CA RENNES (3e ch. com.), 15 mai 2012
CERCLAB - DOCUMENT N° 3858
CA RENNES (3e ch. com.), 15 mai 2012 : RG n° 10/06346 ; arrêt n° 247
Publication : Jurica
Extrait : « Mais, la location du site Internet personnalisé avait pour objet le développement de l'activité commerciale de la société locataire et était ainsi un rapport direct avec son activité, de sorte que la société LE DECK, en sa qualité de professionnel, ne peut se prévaloir de ces dispositions [132-1 C. consom.]. »
RÉPUBLIQUE FRANÇAISE
AU NOM DU PEUPLE FRANÇAIS
COUR D’APPEL DE RENNES
TROISIÈME CHAMBRE COMMERCIALE
ARRÊT DU 15 MAI 2012
ÉLÉMENTS D’IDENTIFICATION DE LA DÉCISION (N.B. : mention ne figurant pas sur l’original)
R.G n° 10/06346. Arrêt n° 247.
COMPOSITION DE LA COUR LORS DES DÉBATS ET DU DÉLIBÉRÉ : Monsieur Alain POUMAREDE, Président, Mme Françoise COCCHIELLO, Conseiller, Mme Brigitte ANDRE, Conseiller, entendu en son rapport et rédacteur
GREFFIER : Madame Béatrice FOURNIER, lors des débats et lors du prononcé
DÉBATS : A l'audience publique du 13 mars 2012
ARRÊT : Contradictoire, prononcé publiquement le 15 mai 2012 par mise à disposition au greffe comme indiqué à l'issue des débats
APPELANTE :
Société ARPALINE SARL
Représentée par la SCP GAUVAIN-DEMIDOFF, Postulant (avocats au barreau de RENNES), assistée de Maître Caroline RATURAT, Plaidant (avocat au barreau de NANTES)
INTIMÉS :
Maître ARNAUD Michel, es qualité de liquidateur de la liquidation judiciaire de la SARL LE DECK
Représenté par la SCP Luc BOURGES, Postulant (avocats au barreau de RENNES), assisté du Cabinet LB SOCIÉTÉ D'AVOCATS
Société LE DECK SARL
Représenté par la SCP Luc BOURGES, Postulant (avocats au barreau de RENNES), assisté du Cabinet LB SOCIÉTÉ D'AVOCATS
EXPOSÉ DU LITIGE (N.B. : mention ne figurant pas sur l’original)

————

### Consigne
Reprenez l'arrêt de la cour d'appel de Rennes du 15 mai 2012 en rédigeant la suite qui vient après l'intitulé « EXPOSÉ DU LITIGE ».

————

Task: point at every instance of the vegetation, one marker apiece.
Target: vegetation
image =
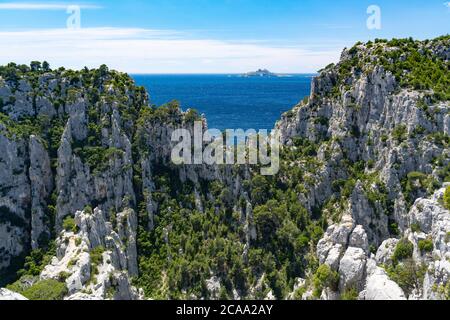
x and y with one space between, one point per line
70 225
403 250
408 275
325 278
43 290
426 245
447 198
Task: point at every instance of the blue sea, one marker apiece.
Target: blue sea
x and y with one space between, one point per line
230 101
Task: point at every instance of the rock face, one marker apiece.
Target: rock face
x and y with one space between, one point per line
85 161
7 295
362 114
359 269
97 261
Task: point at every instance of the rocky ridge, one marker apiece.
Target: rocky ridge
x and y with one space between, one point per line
363 156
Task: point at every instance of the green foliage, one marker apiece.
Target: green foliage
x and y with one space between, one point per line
70 225
37 260
46 290
400 133
350 294
415 227
408 275
98 158
426 245
403 250
324 278
447 198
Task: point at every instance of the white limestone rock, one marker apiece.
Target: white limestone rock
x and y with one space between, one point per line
352 269
379 286
7 295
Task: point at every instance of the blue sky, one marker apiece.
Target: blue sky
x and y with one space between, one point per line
207 36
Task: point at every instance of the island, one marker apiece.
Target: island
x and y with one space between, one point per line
260 73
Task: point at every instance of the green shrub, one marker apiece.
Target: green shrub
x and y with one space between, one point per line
426 245
415 227
96 256
447 198
399 133
70 225
88 209
408 275
350 294
403 250
46 290
324 278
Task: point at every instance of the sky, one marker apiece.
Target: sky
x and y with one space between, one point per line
207 36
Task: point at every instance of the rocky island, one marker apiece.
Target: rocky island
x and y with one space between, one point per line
92 208
261 73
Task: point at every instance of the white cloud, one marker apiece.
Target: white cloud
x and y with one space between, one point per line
156 51
42 6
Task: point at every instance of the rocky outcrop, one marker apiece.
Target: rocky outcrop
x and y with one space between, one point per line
7 295
97 261
344 248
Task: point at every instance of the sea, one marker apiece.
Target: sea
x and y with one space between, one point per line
230 101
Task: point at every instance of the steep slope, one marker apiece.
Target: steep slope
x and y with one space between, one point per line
382 117
92 206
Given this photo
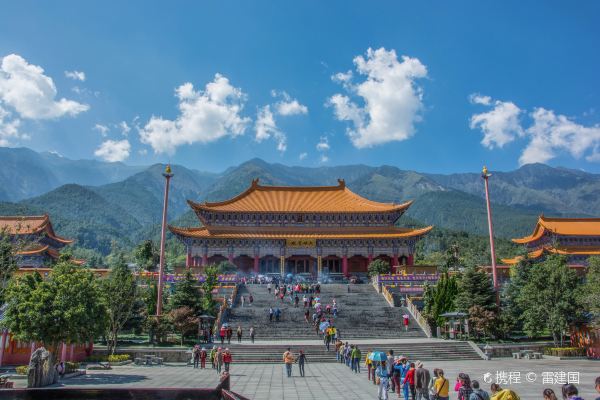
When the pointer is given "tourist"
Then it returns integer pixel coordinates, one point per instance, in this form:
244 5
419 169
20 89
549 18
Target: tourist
505 394
196 355
356 355
441 386
223 333
422 380
219 360
288 360
478 393
301 361
409 380
570 392
465 389
203 358
227 359
369 364
239 334
383 375
213 357
229 334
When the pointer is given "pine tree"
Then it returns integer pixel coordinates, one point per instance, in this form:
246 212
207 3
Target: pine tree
475 289
186 294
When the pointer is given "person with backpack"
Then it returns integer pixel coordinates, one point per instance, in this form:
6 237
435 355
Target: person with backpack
203 358
441 386
478 393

————

### Réponse
EXPOSÉ DU LITIGE :
Démarchée par la société AGME CONSEIL, distributeur, la société LE DECK exerçant l'activité de salon de remise en forme a conclu, le 3 janvier 2008, avec la société ARPALINE un contrat de location de site WEB portant sur la création, la mise à disposition et la maintenance d'un site Internet personnalisé. En contrepartie, la société LE DECK a versé, à titre de frais administratifs, une somme de 299 euros TTC et s'est engagée à verser 48 loyers mensuels de 95,68 euros TTC chacun.
Le 26 février 2008, la société LE DECK a signé le procès-verbal de réception du site internet. Les mensualités convenues ont été prélevées du 4 avril 2008 jusqu'au mois de décembre suivant.
Se plaignant de la rédaction du contrat et des conditions de référencement du site, la société LE DECK a, par lettre du 12 janvier 2009, demandé la résiliation du contrat et cessé le paiement des loyers.
Par lettre recommandée avec accusé de réception en date du 2 mars 2009, la société ARPALINE a proposé une solution transactionnelle, à savoir la résiliation du contrat en contrepartie du paiement des loyers échus. Le 10 mars 2009, la société LE DECK répondait : « Je ne suis pas satisfaite et souhaite couper le contrat avec ARPALINE ; Je ne veux plus rien payer. J'ai déjà payé 956,80 euros, ça suffit ».
Le 3 juillet 2009, la société ARPALINE a assigné la société LE DECK devant le tribunal de commerce de Nantes aux fins de :
- constater la résiliation du contrat signé le 3 janvier 2008 aux torts de la société LE DECK,
- la condamner au paiement de la somme de 4.202,92 euros outre les intérêts au taux légal à compter du 10 mars 2009 et de celle de 2.500 euros sur le fondement de l'article 700 du code de procédure civile.
Au mois de novembre 2009, la société ARPALINE a fait procéder à la fermeture du site litigieux.
Le 12 juillet 2010, le tribunal de commerce de Nantes a :
- rejeté la demande de la société ARPALINE,
- prononcé la résolution du contrat,
- condamné la société ARPALINE à rembourser à la société LE DECK la somme de 3.000 euros,
- rejeté le surplus des demandes principales et reconventionnelles.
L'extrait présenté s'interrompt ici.